THE REQUEST = Locate the line containing "For each instance of the dark grass" in the material below; repeat it and every line after it, exactly as written.

EXCERPTED DATA =

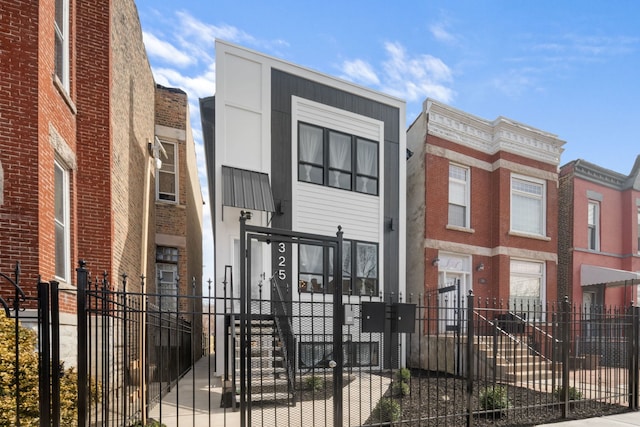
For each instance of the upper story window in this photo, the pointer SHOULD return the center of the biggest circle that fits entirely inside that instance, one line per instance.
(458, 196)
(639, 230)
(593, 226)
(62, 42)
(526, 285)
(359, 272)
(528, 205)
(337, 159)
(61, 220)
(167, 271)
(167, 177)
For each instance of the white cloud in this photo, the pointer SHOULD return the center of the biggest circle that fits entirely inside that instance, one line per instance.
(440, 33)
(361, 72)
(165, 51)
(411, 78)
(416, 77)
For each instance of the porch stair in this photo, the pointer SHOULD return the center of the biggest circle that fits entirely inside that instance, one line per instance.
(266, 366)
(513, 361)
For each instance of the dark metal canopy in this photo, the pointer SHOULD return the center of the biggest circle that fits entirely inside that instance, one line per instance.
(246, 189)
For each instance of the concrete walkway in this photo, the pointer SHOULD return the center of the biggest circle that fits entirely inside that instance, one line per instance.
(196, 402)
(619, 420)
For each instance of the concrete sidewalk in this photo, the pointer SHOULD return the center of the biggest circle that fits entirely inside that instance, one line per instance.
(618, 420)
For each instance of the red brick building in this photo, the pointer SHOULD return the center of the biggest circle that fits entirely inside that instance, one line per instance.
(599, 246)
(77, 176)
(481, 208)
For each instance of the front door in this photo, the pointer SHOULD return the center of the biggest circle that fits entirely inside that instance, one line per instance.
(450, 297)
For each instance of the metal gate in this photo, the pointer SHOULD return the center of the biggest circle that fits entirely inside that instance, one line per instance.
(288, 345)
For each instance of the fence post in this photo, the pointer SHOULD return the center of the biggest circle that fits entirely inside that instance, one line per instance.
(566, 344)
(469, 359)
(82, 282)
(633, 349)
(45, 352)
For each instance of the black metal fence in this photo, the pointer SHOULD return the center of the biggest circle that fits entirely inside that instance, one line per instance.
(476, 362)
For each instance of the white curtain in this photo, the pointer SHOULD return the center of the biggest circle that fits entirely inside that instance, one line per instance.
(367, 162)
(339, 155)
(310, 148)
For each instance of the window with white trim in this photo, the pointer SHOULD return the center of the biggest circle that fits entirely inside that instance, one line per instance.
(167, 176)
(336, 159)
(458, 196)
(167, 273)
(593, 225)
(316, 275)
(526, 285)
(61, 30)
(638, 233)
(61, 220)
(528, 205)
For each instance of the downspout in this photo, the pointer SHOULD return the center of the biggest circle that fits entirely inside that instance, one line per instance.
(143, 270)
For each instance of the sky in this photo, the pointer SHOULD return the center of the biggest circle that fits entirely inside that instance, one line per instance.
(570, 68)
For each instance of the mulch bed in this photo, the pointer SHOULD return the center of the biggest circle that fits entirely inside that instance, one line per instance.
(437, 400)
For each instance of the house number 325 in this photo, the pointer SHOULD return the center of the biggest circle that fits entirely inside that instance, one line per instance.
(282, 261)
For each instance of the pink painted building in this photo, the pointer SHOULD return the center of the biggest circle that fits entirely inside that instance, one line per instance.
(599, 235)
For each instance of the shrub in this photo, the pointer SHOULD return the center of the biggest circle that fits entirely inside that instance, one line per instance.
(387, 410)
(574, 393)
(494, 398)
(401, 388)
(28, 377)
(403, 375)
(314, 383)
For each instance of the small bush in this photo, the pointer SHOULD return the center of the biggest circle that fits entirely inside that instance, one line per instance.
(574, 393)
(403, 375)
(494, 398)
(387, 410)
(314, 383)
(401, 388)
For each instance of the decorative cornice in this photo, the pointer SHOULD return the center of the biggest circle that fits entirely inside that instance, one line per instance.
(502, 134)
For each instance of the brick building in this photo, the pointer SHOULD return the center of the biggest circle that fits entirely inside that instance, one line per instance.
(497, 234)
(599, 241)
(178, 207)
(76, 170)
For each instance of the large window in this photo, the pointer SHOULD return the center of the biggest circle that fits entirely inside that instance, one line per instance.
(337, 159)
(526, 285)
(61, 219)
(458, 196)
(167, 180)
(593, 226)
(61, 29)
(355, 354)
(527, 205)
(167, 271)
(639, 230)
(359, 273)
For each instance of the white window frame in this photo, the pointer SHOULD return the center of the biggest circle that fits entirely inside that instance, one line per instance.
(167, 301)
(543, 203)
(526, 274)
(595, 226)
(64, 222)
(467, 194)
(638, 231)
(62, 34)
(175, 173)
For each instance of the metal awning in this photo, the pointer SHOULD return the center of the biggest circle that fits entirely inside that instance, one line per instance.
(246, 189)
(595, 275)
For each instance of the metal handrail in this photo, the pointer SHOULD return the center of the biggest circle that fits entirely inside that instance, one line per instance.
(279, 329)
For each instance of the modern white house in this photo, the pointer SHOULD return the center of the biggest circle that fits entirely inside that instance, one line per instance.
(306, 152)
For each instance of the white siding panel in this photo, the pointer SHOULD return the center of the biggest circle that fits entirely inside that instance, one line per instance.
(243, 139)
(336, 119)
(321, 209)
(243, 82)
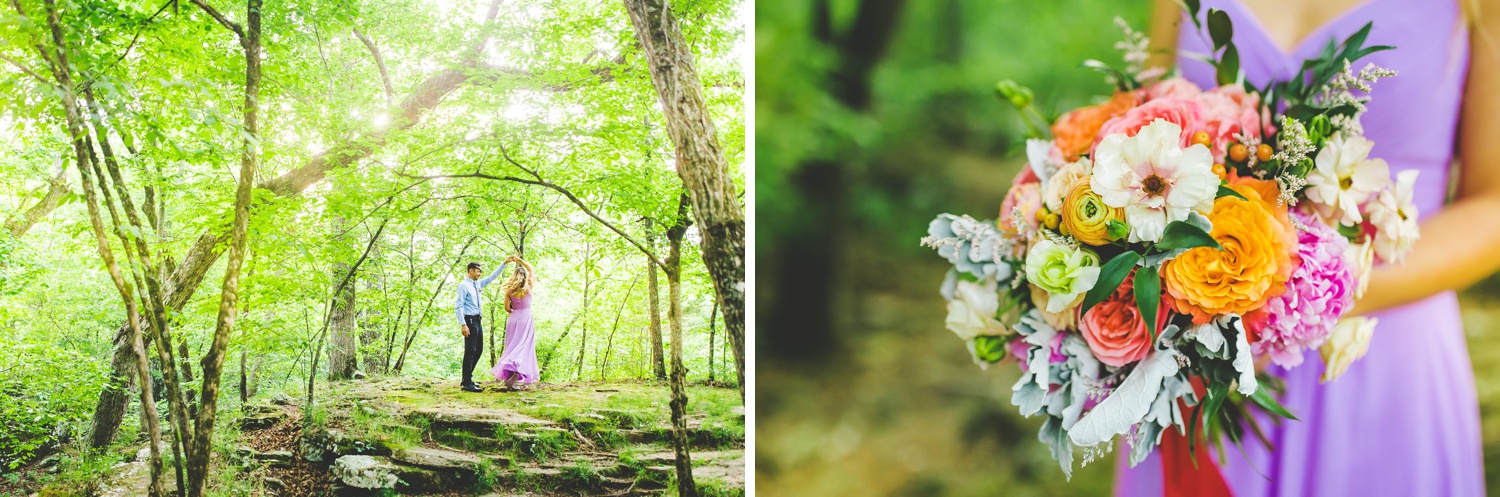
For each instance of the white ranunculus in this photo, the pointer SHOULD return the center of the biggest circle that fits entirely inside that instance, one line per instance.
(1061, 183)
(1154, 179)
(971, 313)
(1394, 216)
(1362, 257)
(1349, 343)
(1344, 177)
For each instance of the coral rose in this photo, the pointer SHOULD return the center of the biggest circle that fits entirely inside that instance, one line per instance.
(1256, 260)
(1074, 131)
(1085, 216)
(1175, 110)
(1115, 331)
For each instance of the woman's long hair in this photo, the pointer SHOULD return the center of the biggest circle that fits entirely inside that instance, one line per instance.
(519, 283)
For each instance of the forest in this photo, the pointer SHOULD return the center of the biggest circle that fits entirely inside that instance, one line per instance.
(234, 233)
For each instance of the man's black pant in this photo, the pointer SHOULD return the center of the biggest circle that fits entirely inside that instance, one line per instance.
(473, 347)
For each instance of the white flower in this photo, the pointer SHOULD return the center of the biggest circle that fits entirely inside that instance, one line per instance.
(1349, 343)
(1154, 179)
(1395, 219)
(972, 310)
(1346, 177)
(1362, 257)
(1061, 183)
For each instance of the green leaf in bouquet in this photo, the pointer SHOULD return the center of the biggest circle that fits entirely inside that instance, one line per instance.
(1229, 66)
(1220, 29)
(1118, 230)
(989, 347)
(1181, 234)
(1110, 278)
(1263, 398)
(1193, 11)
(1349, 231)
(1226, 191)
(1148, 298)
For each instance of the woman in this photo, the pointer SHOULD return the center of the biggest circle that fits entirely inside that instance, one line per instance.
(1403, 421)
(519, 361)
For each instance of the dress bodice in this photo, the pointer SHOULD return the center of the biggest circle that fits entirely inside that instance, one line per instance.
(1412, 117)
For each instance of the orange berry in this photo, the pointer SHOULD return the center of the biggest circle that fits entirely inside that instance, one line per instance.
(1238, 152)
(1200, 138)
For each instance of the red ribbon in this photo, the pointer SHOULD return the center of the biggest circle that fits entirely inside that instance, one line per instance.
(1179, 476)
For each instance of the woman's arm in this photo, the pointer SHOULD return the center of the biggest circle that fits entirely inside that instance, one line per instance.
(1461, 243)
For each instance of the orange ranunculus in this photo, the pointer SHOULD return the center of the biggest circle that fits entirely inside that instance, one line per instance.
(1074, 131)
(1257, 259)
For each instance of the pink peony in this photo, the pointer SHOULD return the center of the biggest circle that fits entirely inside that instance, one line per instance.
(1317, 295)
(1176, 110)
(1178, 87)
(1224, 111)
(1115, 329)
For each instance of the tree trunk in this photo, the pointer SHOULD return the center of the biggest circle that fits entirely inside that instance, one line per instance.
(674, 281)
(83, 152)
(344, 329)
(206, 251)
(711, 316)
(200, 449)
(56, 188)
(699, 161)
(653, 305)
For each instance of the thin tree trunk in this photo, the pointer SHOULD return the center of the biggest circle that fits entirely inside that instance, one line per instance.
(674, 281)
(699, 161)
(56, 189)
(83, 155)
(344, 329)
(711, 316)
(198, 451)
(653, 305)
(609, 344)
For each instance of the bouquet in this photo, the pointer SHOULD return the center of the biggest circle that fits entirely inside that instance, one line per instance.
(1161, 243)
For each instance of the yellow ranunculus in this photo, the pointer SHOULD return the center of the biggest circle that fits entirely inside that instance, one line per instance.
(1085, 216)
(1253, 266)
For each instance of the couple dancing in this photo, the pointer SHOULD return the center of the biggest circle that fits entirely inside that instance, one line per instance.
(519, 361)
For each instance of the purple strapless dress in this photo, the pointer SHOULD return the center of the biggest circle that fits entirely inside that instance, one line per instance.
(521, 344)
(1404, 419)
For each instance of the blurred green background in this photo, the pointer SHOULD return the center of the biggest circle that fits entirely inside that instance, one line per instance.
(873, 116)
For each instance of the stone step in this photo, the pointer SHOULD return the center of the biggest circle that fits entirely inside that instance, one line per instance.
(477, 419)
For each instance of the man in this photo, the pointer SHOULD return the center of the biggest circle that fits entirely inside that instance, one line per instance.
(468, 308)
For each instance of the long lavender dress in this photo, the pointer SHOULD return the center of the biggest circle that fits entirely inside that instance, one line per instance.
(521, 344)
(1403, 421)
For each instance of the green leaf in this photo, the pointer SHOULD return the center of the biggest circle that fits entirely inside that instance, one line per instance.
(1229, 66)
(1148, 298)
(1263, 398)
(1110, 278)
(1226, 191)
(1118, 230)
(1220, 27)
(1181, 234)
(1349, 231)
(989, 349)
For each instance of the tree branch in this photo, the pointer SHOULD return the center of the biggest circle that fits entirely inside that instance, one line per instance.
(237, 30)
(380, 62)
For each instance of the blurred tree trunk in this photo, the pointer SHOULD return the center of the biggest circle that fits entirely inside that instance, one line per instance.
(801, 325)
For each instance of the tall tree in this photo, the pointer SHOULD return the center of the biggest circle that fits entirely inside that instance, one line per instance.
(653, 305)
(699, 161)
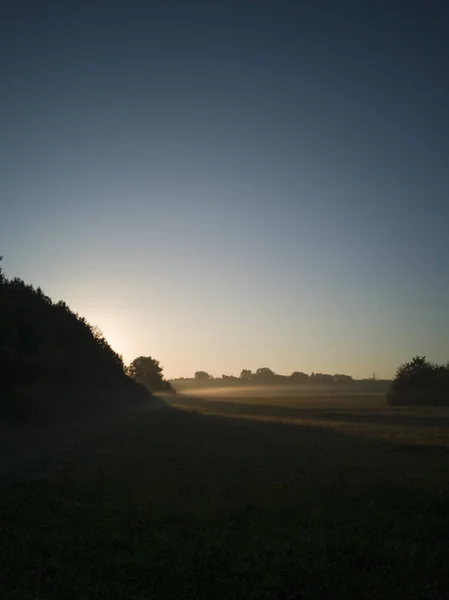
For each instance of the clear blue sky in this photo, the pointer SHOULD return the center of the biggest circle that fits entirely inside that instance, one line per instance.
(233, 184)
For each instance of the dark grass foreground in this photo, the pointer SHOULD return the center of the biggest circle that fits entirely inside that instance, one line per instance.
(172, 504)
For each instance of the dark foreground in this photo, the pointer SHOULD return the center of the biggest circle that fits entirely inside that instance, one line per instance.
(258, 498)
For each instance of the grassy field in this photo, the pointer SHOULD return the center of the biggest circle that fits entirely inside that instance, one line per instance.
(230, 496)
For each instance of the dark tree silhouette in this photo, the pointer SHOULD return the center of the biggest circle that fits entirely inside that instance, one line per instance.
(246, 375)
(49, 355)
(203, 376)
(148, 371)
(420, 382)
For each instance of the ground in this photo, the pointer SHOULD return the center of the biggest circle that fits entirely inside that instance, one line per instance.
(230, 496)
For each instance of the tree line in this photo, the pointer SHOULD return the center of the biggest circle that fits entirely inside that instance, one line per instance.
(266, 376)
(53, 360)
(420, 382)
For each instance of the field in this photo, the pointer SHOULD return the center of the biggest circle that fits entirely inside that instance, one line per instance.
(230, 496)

THE ANSWER =
For each instance of the dark grass foreground in this photo, the pointer SHOULD return the center of the biggest circle that fits entirely inside that instance, one line per instance.
(172, 504)
For each instance of the dark foreground in this photo, the pointer SHOULD return the center of the biggest circle that fits entirely inside that instance, one line per instance.
(258, 498)
For each instance of the grassy field in this photo, the pointer SHOULD return the center of the biggest circle that fits entirely inside that instance, one line per instance.
(230, 496)
For each instance of the dark tree silhouette in this photo, the pointer SHOULD return the center of the biggest circle that fits entirely inside that instance, one line per instance.
(246, 375)
(49, 355)
(203, 376)
(148, 371)
(420, 382)
For each instance of the ground in this photo, the pointer SHOULD return the center of the biggest circle that fits entirely inside that instance, one line per instance.
(230, 496)
For each instance of the tree line in this photo, the pointer SHOULD return the center of the biggest circle that fits entirely inside that instance, one line per instance.
(266, 376)
(53, 360)
(420, 382)
For each instance of the field in this photo, the pointer SHOULD return the center of the biggest circle that fits entirely inside that instance, one line per instance.
(230, 496)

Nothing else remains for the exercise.